• DATA FOR THIS TASK
>> Start
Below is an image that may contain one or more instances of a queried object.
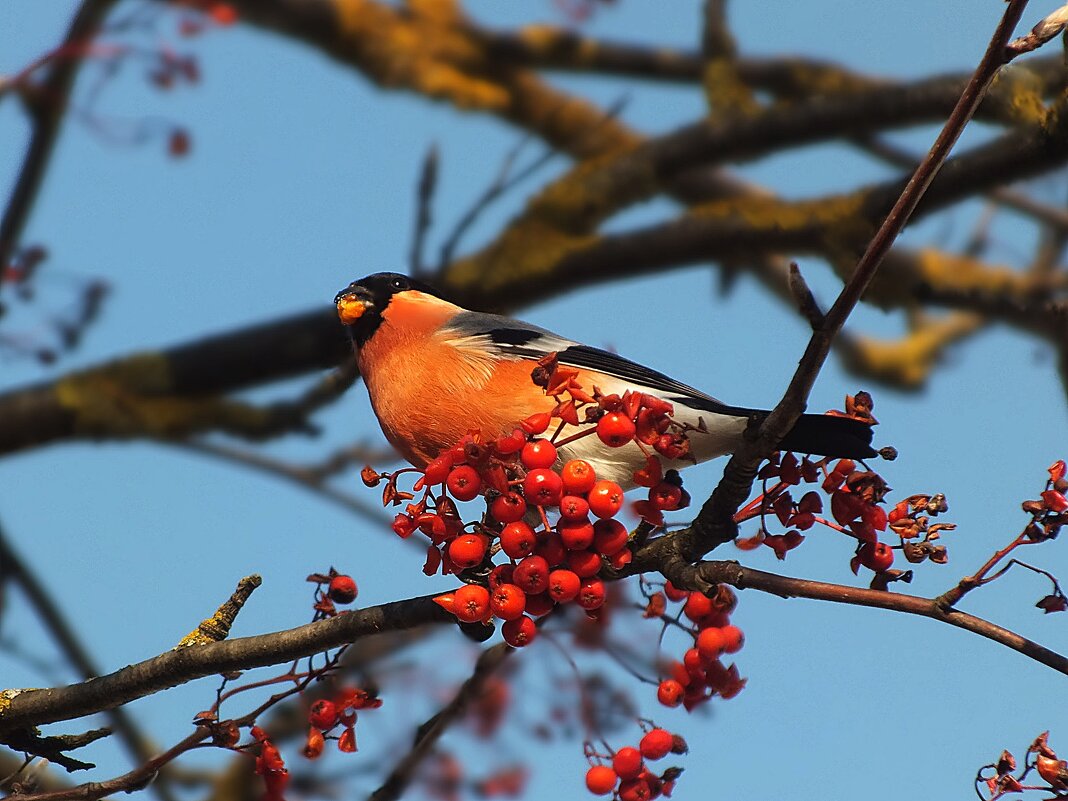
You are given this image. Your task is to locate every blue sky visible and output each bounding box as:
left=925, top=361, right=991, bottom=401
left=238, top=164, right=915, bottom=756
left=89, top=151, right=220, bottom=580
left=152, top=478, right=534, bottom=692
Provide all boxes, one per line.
>> End
Render every line of the material above as a numbered list, skipping any blank lines and leaving out the picture.

1. Below is an image that may contain one or more instances of a queried object.
2. You are given this image. Your task is to locate every blue sky visible and output each bounding box as:
3. left=925, top=361, right=991, bottom=401
4. left=238, top=164, right=915, bottom=756
5. left=89, top=151, right=220, bottom=580
6. left=152, top=478, right=534, bottom=692
7. Provide all boxes, one per line.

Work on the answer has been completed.